El mundo editorial latinoamericano de los años setenta estaba mejor vinculado que el de ahora. En México, era posible conseguir libros de Argentina, Colombia, Cuba, Venezuela o Puerto Rico. En la Librería del Sótano encontré Desnudo en el tejado, en la edición cubana de Casa de las Américas. Ese libro, que incluía “El ciclista del San Cristóbal”, se convirtió en mi favorito, no sólo en términos de lectura, sino de imitación. Escribí con el frenesí de quien tiene a alguien que seguir. Pedaleaba en mi bicicleta detrás de un puntero con el suéter amarillo del que define la ruta.
Me costó un trabajo enorme conseguir El entusiasmo, primer libro de cuentos de Skármeta, y un trabajo superior conseguir el tercero, Tiro libre. La editorial Siglo XXI había publicado este título en Chile o Argentina, poco antes del golpe de Pinochet. Leí una reseña del escritor mexicano Héctor Manjarrez donde decía que temía por la vida del autor. No sé cómo consiguió ese ejemplar en un momento en que las obras de valía eran quemadas por los militares, con la apropiada confusión de los ignorantes, que condenaba a la hoguera un libro sobre cubismo, pensando que trataba de la Cuba castrista, y salvaba un título casto: La sagrada familia, de Marx y Engels.

========

● PROBLEMA BREVE 1: Indica si cada afirmación coincide con el fragmento: (a) la edición de Desnudo en el tejado que se menciona era de Casa de las Américas; (b) Tiro libre fue el primer libro de cuentos de Skármeta; (c) los militares quemaron La sagrada familia, de Marx y Engels. Responde sí o no a cada una y cita literalmente las palabras del fragmento que lo deciden.
● PROBLEMA BREVE 2: Según el fragmento, ¿qué editorial había publicado Tiro libre?
● PROBLEMA BREVE 3: Traduce al inglés esta oración del fragmento: "Escribí con el frenesí de quien tiene a alguien que seguir."
Las filas que aparecen a continuación proceden de una fuente distinta a la del fragmento.

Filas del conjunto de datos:
========

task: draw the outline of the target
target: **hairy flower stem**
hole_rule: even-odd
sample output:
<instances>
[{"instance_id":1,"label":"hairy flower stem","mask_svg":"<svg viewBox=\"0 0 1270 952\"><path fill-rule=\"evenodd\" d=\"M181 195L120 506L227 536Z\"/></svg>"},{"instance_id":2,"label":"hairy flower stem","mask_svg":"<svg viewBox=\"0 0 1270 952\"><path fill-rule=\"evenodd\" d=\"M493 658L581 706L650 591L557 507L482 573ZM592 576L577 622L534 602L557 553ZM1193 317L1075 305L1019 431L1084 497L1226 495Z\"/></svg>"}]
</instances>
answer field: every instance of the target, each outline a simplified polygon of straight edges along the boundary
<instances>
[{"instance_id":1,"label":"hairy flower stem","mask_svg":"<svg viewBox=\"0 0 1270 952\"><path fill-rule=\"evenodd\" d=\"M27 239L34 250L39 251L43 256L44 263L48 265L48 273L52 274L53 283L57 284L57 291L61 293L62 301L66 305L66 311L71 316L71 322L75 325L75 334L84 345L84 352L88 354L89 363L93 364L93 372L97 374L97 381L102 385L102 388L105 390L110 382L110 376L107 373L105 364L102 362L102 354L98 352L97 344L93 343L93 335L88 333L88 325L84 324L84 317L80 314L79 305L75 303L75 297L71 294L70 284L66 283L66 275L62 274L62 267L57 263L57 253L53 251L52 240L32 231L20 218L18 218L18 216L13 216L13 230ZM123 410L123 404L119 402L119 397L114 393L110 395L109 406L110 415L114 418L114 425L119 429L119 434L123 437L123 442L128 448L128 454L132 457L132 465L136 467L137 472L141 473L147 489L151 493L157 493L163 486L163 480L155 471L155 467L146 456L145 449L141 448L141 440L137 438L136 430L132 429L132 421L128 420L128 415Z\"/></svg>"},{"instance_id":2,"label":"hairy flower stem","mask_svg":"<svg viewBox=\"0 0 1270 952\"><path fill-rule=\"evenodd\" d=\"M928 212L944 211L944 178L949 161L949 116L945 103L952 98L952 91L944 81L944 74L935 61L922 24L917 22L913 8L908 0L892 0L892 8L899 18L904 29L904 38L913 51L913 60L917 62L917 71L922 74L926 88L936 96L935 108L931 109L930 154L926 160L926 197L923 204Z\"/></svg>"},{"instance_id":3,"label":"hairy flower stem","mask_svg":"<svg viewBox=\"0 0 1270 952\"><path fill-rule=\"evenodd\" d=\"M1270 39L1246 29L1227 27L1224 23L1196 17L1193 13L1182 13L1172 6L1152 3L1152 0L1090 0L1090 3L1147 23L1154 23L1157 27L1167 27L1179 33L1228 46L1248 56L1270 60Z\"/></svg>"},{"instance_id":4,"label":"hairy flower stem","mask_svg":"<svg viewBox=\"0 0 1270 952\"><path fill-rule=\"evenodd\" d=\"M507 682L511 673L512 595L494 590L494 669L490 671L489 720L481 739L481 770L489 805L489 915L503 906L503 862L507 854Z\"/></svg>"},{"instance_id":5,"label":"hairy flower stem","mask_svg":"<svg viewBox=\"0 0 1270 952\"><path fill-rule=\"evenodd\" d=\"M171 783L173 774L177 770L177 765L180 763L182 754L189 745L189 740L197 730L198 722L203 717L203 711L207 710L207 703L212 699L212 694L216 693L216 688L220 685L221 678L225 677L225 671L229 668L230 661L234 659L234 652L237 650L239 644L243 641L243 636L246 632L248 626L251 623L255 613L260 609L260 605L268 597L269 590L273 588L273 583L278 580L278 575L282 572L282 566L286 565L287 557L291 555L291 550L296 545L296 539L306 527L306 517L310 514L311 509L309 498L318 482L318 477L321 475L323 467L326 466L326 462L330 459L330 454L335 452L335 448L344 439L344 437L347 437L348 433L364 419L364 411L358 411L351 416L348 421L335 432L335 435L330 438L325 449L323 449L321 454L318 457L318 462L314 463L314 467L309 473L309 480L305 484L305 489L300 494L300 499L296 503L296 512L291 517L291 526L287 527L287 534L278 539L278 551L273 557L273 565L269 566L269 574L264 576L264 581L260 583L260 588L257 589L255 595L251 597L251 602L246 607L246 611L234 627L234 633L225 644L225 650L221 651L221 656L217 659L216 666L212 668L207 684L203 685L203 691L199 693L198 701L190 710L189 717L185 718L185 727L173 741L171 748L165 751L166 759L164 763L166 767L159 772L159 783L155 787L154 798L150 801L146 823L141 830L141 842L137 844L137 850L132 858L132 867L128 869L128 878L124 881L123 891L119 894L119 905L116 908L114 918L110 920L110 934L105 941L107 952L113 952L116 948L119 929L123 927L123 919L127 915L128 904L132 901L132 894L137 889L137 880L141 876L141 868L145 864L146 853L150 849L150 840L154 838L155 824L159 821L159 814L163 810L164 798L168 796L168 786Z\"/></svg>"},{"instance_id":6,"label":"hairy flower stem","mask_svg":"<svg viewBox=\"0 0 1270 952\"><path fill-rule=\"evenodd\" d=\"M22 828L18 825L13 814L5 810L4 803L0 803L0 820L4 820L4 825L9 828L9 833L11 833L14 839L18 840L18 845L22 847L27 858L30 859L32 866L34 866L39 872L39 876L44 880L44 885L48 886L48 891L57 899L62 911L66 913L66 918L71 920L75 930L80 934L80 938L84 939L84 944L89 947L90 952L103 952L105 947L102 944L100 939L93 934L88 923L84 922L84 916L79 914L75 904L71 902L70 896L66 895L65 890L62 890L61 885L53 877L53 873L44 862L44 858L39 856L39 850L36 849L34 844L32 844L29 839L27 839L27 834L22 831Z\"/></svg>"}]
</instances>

========

● RESPUESTA DEL EJERCICIO 1:
(a) Sí: "en la edición cubana de Casa de las Américas".
(b) No: "El entusiasmo, primer libro de cuentos de Skármeta".
(c) No: "salvaba un título casto: La sagrada familia, de Marx y Engels".

● RESPUESTA DEL EJERCICIO 2: La editorial Siglo XXI.

● RESPUESTA DEL EJERCICIO 3: I wrote with the frenzy of someone who has someone to follow.